:: RECORD EXTRACTS ::

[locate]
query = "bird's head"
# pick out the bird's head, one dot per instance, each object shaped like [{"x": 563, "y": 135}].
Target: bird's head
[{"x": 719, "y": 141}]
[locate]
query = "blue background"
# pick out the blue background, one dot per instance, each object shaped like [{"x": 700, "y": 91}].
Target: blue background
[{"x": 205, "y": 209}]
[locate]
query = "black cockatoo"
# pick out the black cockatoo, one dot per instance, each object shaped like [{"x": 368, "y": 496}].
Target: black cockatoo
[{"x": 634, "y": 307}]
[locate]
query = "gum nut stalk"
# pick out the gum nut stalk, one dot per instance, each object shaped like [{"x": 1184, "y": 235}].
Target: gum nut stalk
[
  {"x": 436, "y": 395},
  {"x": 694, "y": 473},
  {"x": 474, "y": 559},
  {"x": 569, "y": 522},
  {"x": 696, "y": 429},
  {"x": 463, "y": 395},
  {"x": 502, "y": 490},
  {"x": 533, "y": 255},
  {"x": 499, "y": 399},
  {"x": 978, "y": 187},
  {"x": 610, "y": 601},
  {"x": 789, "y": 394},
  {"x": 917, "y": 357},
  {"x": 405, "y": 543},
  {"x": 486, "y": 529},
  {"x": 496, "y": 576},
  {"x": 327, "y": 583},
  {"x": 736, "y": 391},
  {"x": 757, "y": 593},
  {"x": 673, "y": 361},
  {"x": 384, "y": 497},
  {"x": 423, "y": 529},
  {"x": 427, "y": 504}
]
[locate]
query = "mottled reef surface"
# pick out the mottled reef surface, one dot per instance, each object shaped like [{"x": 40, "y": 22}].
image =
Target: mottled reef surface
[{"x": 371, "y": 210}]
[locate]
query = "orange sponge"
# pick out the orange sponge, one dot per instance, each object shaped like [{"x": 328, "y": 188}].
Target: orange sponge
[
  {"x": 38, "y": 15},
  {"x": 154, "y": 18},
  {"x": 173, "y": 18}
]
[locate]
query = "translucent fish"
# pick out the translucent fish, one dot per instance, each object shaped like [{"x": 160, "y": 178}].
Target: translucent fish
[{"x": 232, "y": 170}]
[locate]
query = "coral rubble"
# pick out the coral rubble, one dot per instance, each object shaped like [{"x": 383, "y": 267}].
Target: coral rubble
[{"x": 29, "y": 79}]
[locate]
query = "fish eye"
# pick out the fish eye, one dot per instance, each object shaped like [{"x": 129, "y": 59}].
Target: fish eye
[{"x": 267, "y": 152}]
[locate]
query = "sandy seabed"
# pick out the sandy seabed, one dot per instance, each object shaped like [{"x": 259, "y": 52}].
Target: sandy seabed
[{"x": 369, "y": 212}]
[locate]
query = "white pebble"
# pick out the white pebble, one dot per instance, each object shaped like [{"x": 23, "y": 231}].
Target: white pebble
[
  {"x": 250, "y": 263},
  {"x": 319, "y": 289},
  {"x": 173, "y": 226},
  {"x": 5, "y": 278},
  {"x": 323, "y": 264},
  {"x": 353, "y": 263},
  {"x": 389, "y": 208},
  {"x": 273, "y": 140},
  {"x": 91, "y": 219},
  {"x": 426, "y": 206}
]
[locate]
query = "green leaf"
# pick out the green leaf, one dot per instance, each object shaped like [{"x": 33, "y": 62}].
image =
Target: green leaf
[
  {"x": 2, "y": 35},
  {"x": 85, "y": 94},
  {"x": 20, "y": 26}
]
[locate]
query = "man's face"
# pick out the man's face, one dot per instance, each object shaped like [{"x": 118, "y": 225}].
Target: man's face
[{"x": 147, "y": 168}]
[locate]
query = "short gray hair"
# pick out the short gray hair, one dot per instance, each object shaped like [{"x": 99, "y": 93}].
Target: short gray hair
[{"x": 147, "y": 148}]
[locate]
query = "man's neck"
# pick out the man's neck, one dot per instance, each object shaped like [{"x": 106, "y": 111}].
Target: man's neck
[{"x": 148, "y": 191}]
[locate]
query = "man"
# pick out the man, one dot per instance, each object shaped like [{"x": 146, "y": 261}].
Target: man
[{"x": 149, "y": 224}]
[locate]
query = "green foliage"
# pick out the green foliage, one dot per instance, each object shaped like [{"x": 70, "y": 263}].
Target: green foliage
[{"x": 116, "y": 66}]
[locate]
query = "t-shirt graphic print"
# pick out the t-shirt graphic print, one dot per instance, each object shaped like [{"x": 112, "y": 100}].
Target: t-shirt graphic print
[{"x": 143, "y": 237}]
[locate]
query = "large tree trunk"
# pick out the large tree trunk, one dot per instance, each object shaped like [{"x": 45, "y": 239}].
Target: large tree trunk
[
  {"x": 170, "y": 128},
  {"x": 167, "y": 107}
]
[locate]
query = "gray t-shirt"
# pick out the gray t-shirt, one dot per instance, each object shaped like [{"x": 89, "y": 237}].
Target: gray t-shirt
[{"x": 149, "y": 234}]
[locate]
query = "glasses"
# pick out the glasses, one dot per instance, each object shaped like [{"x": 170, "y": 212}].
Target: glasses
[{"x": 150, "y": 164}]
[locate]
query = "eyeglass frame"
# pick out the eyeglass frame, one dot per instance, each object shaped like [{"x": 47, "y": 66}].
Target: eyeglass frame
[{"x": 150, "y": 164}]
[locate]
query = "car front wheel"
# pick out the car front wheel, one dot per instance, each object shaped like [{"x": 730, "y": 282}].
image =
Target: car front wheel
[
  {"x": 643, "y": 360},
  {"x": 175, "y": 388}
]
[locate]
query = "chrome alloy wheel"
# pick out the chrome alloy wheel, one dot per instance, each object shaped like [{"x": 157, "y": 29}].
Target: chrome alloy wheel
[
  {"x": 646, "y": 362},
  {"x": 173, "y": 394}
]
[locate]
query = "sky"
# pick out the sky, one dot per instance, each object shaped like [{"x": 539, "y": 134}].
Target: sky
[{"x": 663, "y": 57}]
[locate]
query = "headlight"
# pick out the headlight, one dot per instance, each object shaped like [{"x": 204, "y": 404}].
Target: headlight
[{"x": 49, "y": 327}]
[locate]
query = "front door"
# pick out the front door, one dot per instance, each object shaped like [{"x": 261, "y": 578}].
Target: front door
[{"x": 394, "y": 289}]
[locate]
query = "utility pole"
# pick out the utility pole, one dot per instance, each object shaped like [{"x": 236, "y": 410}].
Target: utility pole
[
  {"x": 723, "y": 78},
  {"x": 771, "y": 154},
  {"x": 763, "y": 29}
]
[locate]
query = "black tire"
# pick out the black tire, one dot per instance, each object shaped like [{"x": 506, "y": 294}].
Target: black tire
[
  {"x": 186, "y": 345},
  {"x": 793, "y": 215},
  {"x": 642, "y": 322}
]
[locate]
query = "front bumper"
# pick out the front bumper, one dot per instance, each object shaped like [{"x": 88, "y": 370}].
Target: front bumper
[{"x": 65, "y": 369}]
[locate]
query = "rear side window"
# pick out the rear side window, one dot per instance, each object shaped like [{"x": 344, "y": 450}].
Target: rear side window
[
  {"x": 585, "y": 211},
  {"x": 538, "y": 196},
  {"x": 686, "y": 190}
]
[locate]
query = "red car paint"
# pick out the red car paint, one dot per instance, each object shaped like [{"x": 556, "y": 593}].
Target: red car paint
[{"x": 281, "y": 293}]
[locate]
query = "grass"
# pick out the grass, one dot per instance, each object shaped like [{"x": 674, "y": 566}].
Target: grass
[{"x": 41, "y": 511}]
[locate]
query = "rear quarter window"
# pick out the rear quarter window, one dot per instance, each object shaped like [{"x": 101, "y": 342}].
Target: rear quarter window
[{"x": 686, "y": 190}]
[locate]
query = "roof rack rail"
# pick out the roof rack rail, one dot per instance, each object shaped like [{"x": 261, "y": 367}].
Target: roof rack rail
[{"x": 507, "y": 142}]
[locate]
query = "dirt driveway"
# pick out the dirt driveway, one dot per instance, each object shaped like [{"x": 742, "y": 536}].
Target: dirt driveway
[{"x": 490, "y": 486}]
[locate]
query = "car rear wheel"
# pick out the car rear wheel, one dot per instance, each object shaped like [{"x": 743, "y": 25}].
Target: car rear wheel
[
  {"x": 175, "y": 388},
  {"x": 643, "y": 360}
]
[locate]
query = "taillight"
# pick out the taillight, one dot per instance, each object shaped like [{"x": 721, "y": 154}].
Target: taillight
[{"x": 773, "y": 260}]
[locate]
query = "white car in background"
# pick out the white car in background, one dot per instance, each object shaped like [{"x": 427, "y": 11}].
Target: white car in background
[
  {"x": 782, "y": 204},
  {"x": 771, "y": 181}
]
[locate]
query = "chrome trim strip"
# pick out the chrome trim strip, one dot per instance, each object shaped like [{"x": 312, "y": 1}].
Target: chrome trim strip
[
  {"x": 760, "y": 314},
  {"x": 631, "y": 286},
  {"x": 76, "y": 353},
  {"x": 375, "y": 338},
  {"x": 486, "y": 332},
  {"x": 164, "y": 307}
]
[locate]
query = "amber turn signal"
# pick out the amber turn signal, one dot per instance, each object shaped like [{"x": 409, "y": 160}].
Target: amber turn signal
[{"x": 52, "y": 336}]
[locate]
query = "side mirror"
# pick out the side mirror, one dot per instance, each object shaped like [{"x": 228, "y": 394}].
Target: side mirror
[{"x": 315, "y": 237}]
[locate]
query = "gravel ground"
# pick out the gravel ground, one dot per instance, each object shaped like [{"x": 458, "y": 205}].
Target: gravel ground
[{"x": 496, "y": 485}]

:::

▸ PROBLEM STATEMENT
Return every line from the items above that contains the string "rack", copied in full. Case counts when matching.

▸ SOLUTION TO THIS EXERCISE
query = "roof rack rail"
# pick out the roof rack rail, one dot per instance, each object shaped like [{"x": 261, "y": 367}].
Target: roof rack rail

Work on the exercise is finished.